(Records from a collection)
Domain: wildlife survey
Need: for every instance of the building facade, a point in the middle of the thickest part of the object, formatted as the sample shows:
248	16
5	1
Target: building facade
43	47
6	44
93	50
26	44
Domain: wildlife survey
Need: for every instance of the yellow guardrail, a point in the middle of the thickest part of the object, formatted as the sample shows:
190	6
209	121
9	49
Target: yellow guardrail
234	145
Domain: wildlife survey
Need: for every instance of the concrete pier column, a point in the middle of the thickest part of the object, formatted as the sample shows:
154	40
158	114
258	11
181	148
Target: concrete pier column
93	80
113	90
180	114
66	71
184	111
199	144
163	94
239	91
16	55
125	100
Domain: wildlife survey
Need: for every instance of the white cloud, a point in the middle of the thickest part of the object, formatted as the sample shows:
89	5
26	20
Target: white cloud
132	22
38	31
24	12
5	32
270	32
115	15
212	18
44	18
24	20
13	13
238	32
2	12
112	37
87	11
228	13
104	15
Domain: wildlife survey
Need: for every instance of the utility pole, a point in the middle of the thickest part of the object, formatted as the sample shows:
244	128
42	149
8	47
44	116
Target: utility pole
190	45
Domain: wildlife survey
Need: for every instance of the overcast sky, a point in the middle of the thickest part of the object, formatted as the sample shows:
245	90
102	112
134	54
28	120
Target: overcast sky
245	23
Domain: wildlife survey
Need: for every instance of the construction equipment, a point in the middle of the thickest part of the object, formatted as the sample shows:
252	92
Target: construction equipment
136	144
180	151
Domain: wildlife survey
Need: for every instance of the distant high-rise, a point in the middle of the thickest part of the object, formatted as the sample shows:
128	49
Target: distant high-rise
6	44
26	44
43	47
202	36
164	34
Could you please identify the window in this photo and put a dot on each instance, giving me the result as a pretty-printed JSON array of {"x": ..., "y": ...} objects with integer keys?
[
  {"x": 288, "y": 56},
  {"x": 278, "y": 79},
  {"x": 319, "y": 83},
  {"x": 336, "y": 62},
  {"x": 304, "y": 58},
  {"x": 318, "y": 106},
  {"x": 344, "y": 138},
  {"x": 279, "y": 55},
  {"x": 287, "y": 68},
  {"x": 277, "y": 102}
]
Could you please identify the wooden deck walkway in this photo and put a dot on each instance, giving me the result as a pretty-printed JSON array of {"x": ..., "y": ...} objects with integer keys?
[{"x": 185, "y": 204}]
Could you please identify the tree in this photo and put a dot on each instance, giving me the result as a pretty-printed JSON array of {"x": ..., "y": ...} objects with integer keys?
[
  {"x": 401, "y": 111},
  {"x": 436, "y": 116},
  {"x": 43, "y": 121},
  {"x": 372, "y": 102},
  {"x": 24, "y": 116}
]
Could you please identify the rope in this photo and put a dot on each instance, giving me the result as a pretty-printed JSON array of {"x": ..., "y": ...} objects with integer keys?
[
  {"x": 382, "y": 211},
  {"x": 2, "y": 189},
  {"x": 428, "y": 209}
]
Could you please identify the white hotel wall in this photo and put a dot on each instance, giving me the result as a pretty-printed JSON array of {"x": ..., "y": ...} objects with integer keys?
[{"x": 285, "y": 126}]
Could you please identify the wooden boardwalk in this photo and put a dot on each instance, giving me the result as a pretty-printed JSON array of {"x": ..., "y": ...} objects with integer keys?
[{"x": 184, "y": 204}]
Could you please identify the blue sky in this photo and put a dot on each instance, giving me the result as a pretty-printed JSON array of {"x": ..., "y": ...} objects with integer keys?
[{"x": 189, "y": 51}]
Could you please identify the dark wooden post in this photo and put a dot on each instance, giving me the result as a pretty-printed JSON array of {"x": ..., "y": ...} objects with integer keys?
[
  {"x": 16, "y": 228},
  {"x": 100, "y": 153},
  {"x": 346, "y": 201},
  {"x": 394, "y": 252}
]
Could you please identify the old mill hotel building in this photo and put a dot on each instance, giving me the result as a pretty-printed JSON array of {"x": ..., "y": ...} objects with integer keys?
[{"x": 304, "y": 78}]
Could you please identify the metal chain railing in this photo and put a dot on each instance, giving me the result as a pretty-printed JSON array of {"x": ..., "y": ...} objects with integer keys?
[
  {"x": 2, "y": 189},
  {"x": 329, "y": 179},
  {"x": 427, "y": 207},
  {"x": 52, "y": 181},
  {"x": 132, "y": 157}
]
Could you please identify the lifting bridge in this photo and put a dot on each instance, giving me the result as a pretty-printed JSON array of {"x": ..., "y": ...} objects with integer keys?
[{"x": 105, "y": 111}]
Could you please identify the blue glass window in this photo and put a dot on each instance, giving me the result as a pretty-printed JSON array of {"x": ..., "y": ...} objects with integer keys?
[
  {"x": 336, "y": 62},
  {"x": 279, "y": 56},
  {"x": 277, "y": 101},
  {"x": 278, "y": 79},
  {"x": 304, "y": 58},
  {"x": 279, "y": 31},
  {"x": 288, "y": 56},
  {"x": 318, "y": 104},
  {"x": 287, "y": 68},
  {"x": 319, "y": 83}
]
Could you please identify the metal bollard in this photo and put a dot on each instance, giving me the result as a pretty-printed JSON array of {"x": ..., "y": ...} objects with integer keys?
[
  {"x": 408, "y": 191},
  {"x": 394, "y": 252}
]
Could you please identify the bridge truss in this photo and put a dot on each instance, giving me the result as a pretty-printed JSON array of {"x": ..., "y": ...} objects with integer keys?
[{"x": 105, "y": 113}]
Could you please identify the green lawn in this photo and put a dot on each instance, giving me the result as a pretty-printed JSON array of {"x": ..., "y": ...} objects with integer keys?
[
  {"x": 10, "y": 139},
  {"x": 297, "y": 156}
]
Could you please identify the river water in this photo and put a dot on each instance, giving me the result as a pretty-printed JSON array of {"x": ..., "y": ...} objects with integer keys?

**Exercise prompt:**
Output the data above without altering a line.

**Solution to this problem:**
Domain: wildlife survey
Need: for every instance of the building facade, a point in the middle of the thickest part of the object, formatted as the sample shows:
248	16
5	1
Target: building facade
43	47
6	44
93	50
26	44
Domain: wildlife survey
Need: for every instance of the yellow guardrail, a point in the middle of the thickest part of the object, formatted as the sample shows:
190	6
209	121
9	49
Target: yellow guardrail
234	145
Domain: wildlife survey
Need: for every instance of the concrete pier column, a point in the middle of the thickest part of the object, formatted as the sample shows:
154	40
158	114
258	11
181	148
Target: concrete pier column
93	80
113	90
180	114
66	71
184	111
199	144
163	94
239	91
16	55
125	100
Domain: wildlife survey
Need: for every instance of the white cloud, a point in the middle of the thickest part of the object, formatted as the sample shows:
89	5
26	20
Target: white cloud
132	22
38	31
24	12
5	32
270	32
115	15
212	18
44	18
24	20
13	13
238	32
2	12
112	37
87	11
228	13
104	15
Domain: wildlife survey
Need: for every instance of the utility pole, a point in the middle of the thickest part of the object, formatted as the sample shows:
244	128
42	149
8	47
44	116
Target: utility pole
190	45
Domain: wildlife survey
Need: for every instance of the overcast sky, a point in the middle of the thickest part of the object, formatted as the sample shows:
245	90
102	112
134	54
28	120
Target: overcast sky
245	23
Domain: wildlife survey
Need: for every instance of the construction equipment, a point in the middle of the thickest part of the object, formatted as the sample shows:
252	92
Target: construction equipment
136	144
180	151
Domain: wildlife survey
Need: for every instance of the distant high-rise, a point in the middle of the thickest part of the object, formatted as the sample shows:
128	49
Target: distant high-rise
6	44
26	44
43	47
202	36
164	34
Could you please identify the window in this photo and put a dot on each instance, giving me the result as a pretty-printed JSON array of {"x": ..., "y": ...} objects with integer keys?
[
  {"x": 288, "y": 56},
  {"x": 278, "y": 79},
  {"x": 319, "y": 83},
  {"x": 336, "y": 62},
  {"x": 304, "y": 58},
  {"x": 318, "y": 106},
  {"x": 344, "y": 138},
  {"x": 279, "y": 55},
  {"x": 287, "y": 68},
  {"x": 277, "y": 102}
]
Could you please identify the wooden deck walkway in this photo and put a dot on each instance, giving me the result as a pretty-printed JSON array of {"x": ..., "y": ...} objects with integer keys?
[{"x": 185, "y": 204}]
Could you please identify the tree in this photo and put a dot on each instance, giving me the result as a pretty-printed JSON array of {"x": ..., "y": ...} objects with integer keys?
[
  {"x": 401, "y": 111},
  {"x": 436, "y": 116},
  {"x": 43, "y": 121},
  {"x": 372, "y": 102},
  {"x": 24, "y": 116}
]
Could you please identify the rope in this photo and put a dot on each instance, giving me the result as a pretty-printed JSON array of {"x": ..., "y": ...} objects with integer keys?
[
  {"x": 382, "y": 211},
  {"x": 2, "y": 189},
  {"x": 428, "y": 209}
]
Could you please identify the white hotel wall in this photo and put a dot on each instance, giving me the result as a pretty-printed JSON array of {"x": ..., "y": ...} objects with integer keys?
[{"x": 285, "y": 126}]
Could you please identify the wooden boardwalk in this photo and put a dot on each instance, giving me the result as a pretty-printed JSON array of {"x": ..., "y": ...} objects with integer keys?
[{"x": 184, "y": 204}]
Could you please identify the blue sky in this photo and put a dot on each instance, giving me the result as a pretty-printed JSON array of {"x": ..., "y": ...} objects with integer keys?
[{"x": 189, "y": 51}]
Could you please identify the dark wooden post in this photo and put a dot on each instance, giving me the result as a pretty-printed JSON array of {"x": ..., "y": ...} objects with integer keys?
[
  {"x": 16, "y": 228},
  {"x": 100, "y": 153},
  {"x": 346, "y": 201},
  {"x": 394, "y": 252}
]
Could you please identify the old mill hotel building in this photo and put a dot on each instance, giving me the result as a pretty-printed JSON array of {"x": ..., "y": ...} objects with integer keys?
[{"x": 304, "y": 78}]
Could you please identify the metal chain railing in this photo and put a dot on each instance, giving me the result as a pretty-printed JSON array of {"x": ..., "y": ...} objects with integer keys?
[
  {"x": 2, "y": 189},
  {"x": 329, "y": 179},
  {"x": 427, "y": 207},
  {"x": 52, "y": 181},
  {"x": 132, "y": 157}
]
Could you please identify the lifting bridge in this photo and put a dot on each instance, giving me the result as a pretty-printed JSON array of {"x": ..., "y": ...} objects with integer keys?
[{"x": 105, "y": 111}]
Could you please identify the blue glass window in this photo and put a dot on each instance, giving me the result as a pretty-printed JSON array of {"x": ..., "y": ...} objects with integer keys?
[
  {"x": 336, "y": 62},
  {"x": 279, "y": 56},
  {"x": 277, "y": 101},
  {"x": 278, "y": 79},
  {"x": 304, "y": 58},
  {"x": 279, "y": 31},
  {"x": 288, "y": 56},
  {"x": 318, "y": 104},
  {"x": 287, "y": 68},
  {"x": 319, "y": 83}
]
Could you please identify the metal bollard in this photo and put a dot on each instance, giving me the result as a pretty-printed JSON array of {"x": ..., "y": ...} objects with integer keys?
[
  {"x": 408, "y": 191},
  {"x": 394, "y": 252}
]
Could you please identify the bridge truss in this photo and put a dot on each instance, giving me the result as a pretty-printed JSON array of {"x": ..., "y": ...} objects with integer keys?
[{"x": 105, "y": 113}]
Could you please identify the green lawn in this photo and put a dot on each instance, giving me the result as a pretty-printed JSON array of {"x": ..., "y": ...} objects with integer keys?
[
  {"x": 10, "y": 139},
  {"x": 297, "y": 156}
]
Could you please identify the river water in this photo and put a dot on each instance, giving me the result as a pretty-printed JSON array of {"x": ..., "y": ...} objects with integer keys?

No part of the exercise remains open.